-- Information provided start --

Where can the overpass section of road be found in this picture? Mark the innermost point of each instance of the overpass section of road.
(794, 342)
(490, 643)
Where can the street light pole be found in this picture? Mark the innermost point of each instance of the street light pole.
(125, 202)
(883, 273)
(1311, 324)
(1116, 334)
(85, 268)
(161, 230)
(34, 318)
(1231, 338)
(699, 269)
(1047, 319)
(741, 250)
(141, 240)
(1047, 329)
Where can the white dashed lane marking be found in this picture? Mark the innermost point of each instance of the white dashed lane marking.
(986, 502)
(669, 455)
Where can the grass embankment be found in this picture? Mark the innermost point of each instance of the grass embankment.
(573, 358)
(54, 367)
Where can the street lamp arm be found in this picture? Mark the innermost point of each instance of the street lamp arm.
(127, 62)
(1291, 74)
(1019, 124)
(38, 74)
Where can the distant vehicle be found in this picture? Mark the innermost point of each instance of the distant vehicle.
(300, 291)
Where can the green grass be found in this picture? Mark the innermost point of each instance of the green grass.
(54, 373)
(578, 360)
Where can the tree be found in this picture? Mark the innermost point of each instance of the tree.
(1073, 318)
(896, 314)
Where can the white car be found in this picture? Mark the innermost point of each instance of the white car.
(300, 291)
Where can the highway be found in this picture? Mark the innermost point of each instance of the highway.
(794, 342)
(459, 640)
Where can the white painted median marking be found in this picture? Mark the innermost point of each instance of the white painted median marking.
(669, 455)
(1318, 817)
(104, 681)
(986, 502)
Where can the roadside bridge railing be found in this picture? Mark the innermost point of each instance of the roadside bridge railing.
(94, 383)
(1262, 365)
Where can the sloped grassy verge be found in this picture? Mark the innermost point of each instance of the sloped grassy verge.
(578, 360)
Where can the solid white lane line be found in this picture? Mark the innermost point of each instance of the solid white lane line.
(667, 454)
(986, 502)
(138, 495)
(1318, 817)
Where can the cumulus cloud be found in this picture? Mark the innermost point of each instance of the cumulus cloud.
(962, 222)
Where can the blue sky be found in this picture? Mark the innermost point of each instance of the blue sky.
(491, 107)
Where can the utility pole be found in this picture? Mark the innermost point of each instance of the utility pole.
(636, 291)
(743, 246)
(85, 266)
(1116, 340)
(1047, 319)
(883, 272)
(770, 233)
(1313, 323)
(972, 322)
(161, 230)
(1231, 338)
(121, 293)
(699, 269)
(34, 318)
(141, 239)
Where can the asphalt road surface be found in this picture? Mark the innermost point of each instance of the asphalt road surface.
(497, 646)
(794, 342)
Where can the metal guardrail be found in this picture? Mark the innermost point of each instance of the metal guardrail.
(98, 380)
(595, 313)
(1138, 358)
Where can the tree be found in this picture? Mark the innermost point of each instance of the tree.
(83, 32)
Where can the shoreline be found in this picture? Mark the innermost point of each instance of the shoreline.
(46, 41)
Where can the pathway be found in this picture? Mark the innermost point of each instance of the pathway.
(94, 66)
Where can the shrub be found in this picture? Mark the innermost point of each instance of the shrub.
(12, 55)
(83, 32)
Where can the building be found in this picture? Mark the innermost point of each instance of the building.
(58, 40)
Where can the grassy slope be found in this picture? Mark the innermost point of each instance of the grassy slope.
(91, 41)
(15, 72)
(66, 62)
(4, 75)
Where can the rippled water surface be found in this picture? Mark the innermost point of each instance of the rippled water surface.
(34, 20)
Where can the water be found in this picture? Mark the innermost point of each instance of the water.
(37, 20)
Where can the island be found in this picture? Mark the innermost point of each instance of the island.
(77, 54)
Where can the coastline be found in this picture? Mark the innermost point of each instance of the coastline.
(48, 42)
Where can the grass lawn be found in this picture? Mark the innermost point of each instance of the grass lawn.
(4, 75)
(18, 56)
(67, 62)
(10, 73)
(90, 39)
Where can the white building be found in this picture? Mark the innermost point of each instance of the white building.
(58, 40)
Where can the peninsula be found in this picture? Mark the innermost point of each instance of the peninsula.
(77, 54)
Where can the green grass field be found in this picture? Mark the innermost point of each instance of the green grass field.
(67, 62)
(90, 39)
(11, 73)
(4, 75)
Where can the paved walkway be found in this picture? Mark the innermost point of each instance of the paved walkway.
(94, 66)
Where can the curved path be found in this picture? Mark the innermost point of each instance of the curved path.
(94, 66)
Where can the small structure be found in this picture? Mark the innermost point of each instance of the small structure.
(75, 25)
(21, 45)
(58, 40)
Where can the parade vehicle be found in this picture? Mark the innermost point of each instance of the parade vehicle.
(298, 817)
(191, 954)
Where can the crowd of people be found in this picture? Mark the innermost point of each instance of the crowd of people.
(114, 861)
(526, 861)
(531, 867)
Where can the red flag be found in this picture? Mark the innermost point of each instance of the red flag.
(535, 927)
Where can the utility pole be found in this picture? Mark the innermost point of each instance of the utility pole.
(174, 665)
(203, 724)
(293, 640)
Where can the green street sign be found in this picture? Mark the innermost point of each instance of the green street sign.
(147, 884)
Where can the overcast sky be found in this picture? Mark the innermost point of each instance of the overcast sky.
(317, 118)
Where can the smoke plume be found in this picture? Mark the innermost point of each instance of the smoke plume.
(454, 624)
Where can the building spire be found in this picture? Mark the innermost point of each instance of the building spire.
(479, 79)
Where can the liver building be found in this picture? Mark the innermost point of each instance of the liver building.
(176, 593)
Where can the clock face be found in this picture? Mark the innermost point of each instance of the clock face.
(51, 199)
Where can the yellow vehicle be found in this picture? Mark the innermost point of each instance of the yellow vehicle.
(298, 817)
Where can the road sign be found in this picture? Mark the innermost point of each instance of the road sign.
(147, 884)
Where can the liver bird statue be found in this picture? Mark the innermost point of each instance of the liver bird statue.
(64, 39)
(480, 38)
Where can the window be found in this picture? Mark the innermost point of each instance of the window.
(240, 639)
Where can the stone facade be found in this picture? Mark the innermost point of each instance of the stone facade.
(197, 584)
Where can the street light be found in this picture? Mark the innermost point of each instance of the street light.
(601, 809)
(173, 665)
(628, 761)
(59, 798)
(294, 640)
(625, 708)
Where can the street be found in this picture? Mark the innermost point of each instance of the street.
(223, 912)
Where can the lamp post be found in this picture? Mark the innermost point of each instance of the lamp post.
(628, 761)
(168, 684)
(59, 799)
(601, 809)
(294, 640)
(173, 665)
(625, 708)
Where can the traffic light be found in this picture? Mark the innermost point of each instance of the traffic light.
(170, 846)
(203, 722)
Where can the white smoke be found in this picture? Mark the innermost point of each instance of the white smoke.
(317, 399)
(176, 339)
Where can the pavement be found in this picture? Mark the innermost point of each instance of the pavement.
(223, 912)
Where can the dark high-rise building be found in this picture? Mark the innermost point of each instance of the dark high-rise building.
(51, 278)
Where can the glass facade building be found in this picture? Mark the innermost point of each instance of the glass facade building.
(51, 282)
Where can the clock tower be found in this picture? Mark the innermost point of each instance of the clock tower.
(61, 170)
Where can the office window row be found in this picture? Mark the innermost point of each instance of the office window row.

-- Information provided end --

Challenge: Copy every line of the listing above without changing anything.

Solution:
Where can the overpass section of road be found in this picture? Mark the innermost point of each instance of the overpass section of road.
(794, 342)
(490, 643)
Where can the street light pole be found in this picture? Mark the innermost point of each instance of the street light pole.
(125, 202)
(883, 273)
(1311, 324)
(1116, 334)
(85, 268)
(161, 230)
(34, 318)
(1231, 338)
(699, 269)
(1047, 319)
(741, 250)
(141, 240)
(1047, 329)
Where can the white dashed lane marking be found in this picture? Mark the innermost point of each instance of the white dashed lane marking.
(986, 502)
(669, 455)
Where can the grass embankment be found in this picture? Mark the innermost point of each instance of the grass embankment.
(573, 358)
(54, 367)
Where can the street lamp arm be found in this picture? Mark the innermost point of each instance of the street lamp arm.
(127, 62)
(1291, 74)
(1019, 124)
(38, 74)
Where can the distant vehicle be found in this picture? Mark the innermost point of each instance of the distant vehicle.
(300, 291)
Where can the green grass be found in this picture? Mark the innermost point of each instance of the green grass.
(54, 373)
(578, 360)
Where can the tree be found in this picture? Mark the innermost point of each instance of the tree.
(1073, 318)
(896, 314)
Where can the white car be found in this picture? Mark the innermost point of each instance of the white car.
(300, 291)
Where can the highway be found in this picture? Mark the innermost point of each instance of the highway.
(794, 342)
(459, 640)
Where can the white painted median marking be found in this picture? Mark the innermost point of each instance of the white painted median marking.
(669, 455)
(1318, 817)
(104, 681)
(986, 502)
Where can the roadside bridge railing be found in this picture? Mark the innermost point of each instance of the roadside bridge railing.
(94, 383)
(1262, 365)
Where can the sloped grassy verge be found in this picture? Mark the innermost point of each instance of the sloped grassy verge.
(578, 360)
Where can the solid white lane line be found in this picture? Mark the innermost point of each instance of the solid white lane line.
(667, 454)
(986, 502)
(138, 495)
(1318, 817)
Where can the cumulus cloud be found in this picture? Mark the innermost point of each instance of the cumulus cloud.
(962, 222)
Where can the blue sky be found in this picture? Mark the innermost point of each instance of the blue sky.
(491, 107)
Where can the utility pole be found in this picture? Mark the innermost point of each instance of the utility pole.
(636, 291)
(743, 246)
(85, 266)
(1116, 340)
(1047, 319)
(883, 272)
(770, 233)
(1313, 323)
(972, 322)
(161, 230)
(1231, 338)
(121, 293)
(699, 269)
(34, 318)
(141, 239)
Where can the asphalt road surface be found in this picture? Mark the innermost point of each instance of the asphalt road surface.
(497, 646)
(794, 342)
Where can the metal guardrail be found in this picture? Mark the innermost point of each instance of the metal guardrail.
(98, 380)
(595, 313)
(1138, 358)
Where can the tree be found in this picture? Mark the innermost point of each instance of the tree.
(83, 32)
Where can the shoreline be found in this picture? Mark the innermost point of each instance of the shoreline.
(46, 41)
Where can the pathway be found in this picture? Mark the innermost point of each instance of the pathway.
(94, 66)
Where can the shrub be found in this picture? Mark the innermost point of each instance of the shrub.
(12, 55)
(83, 32)
Where can the building be found in this picture? Mark the innermost point of each instance of the building.
(58, 40)
Where can the grassy slope be found in this picture? Mark the innermost point of each instance of the grassy slope.
(91, 41)
(15, 72)
(66, 62)
(4, 75)
Where can the rippled water surface be found in this picture? Mark the innermost point of each instance of the rippled water surface.
(34, 20)
Where can the water be found in this picture? Mark the innermost point of each instance of the water.
(37, 20)
Where can the island be found in this picture? Mark the innermost point of each instance of the island.
(77, 54)
Where can the coastline be found in this picture? Mark the innermost point of each instance of the coastline.
(48, 42)
Where can the grass lawn be found in this picture? Mark the innermost point of each instance of the grass lawn.
(4, 75)
(18, 56)
(67, 62)
(10, 73)
(90, 39)
Where can the white building be found in this picture? Mark the innermost point of each instance of the white building.
(58, 40)
Where can the peninsula be found in this picture? Mark the innermost point of each instance of the peninsula.
(77, 54)
Where can the green grass field be found in this picture? Mark the innermost point of each instance of the green grass field.
(67, 62)
(90, 39)
(11, 73)
(4, 75)
Where can the paved walkway be found in this picture? Mark the innermost point of each instance of the paved walkway.
(94, 66)
Where can the curved path be found in this picture? Mark the innermost point of each instance of the curved path.
(94, 66)
Where can the small structure be found in this picture? Mark the innermost point of each instance of the small structure.
(75, 25)
(21, 45)
(58, 40)
Where can the parade vehicle be found in this picture? Mark the innermost point of each instance of the parade vehicle.
(298, 817)
(191, 954)
Where can the crowd of people be found in this picture? Mark the innermost point of each instance of the crowd of people.
(114, 861)
(526, 861)
(531, 867)
Where can the red flag be found in this picture? Mark the innermost point of each instance of the red flag.
(535, 927)
Where can the utility pole be found in this picture? Mark the innermost point of each instance of the utility pole.
(174, 665)
(203, 724)
(293, 640)
Where can the green street sign be found in this picture? Mark the innermost point of each instance of the green street sign.
(147, 884)
Where can the overcast sky be found in this picture? Mark the innermost point of each instance of the overcast sky.
(317, 118)
Where can the smoke plume be found in this picture? Mark the innermost point of each instance of the smoke plume.
(454, 624)
Where can the building spire be found in this picture? Mark the innermost point of each instance of the building spire.
(479, 79)
Where can the liver building be found in this picture? Mark the innermost point of each instance of the liver building.
(176, 593)
Where can the clock face be found in this picture? Mark the innermost point of each instance of the clock face.
(51, 199)
Where can the yellow vehicle be found in this picture? Mark the innermost point of each instance of the yellow vehicle.
(298, 817)
Where can the road sign be found in this picture? Mark the innermost point of each instance of the road sign.
(147, 884)
Where can the liver bird statue be found in this picture? Mark the innermost point of each instance of the liver bird statue.
(64, 39)
(480, 38)
Where can the window be found in this picture? Mark the innermost point of each instance of the window.
(240, 639)
Where can the stone facade be found in this picture? Mark the innermost point of each instance of the stone facade.
(197, 584)
Where can the street light be found in this picture? Mark the innermost point of each instance of the street light.
(601, 809)
(173, 665)
(628, 761)
(59, 798)
(294, 640)
(625, 708)
Where can the street be found in this picture? Mark the innermost point of each instance of the street.
(223, 912)
Where can the lamp post be found in this picture? Mark the innermost point of each instance of the lamp post.
(628, 761)
(168, 684)
(59, 799)
(601, 809)
(294, 640)
(173, 665)
(625, 708)
Where can the traffic light be found in this picture? Mark the innermost point of each instance of the traffic light.
(170, 846)
(203, 722)
Where can the white smoke be found in this picture? Mark the innermost point of each instance of the white smoke.
(317, 399)
(176, 339)
Where can the pavement be found in this picture? Mark the innermost point of each instance of the pavement.
(223, 912)
Where can the dark high-rise building be found in this picture? Mark the innermost point of each instance of the dark high-rise building.
(51, 278)
Where can the glass facade building be found in this picture? Mark the innermost point of each instance of the glass facade building.
(51, 282)
Where can the clock tower be found in this picture? Mark the innermost point of each instance of the clock tower.
(61, 170)
Where can the office window row be found in this picture? Mark the innermost point of each instance of the office window row.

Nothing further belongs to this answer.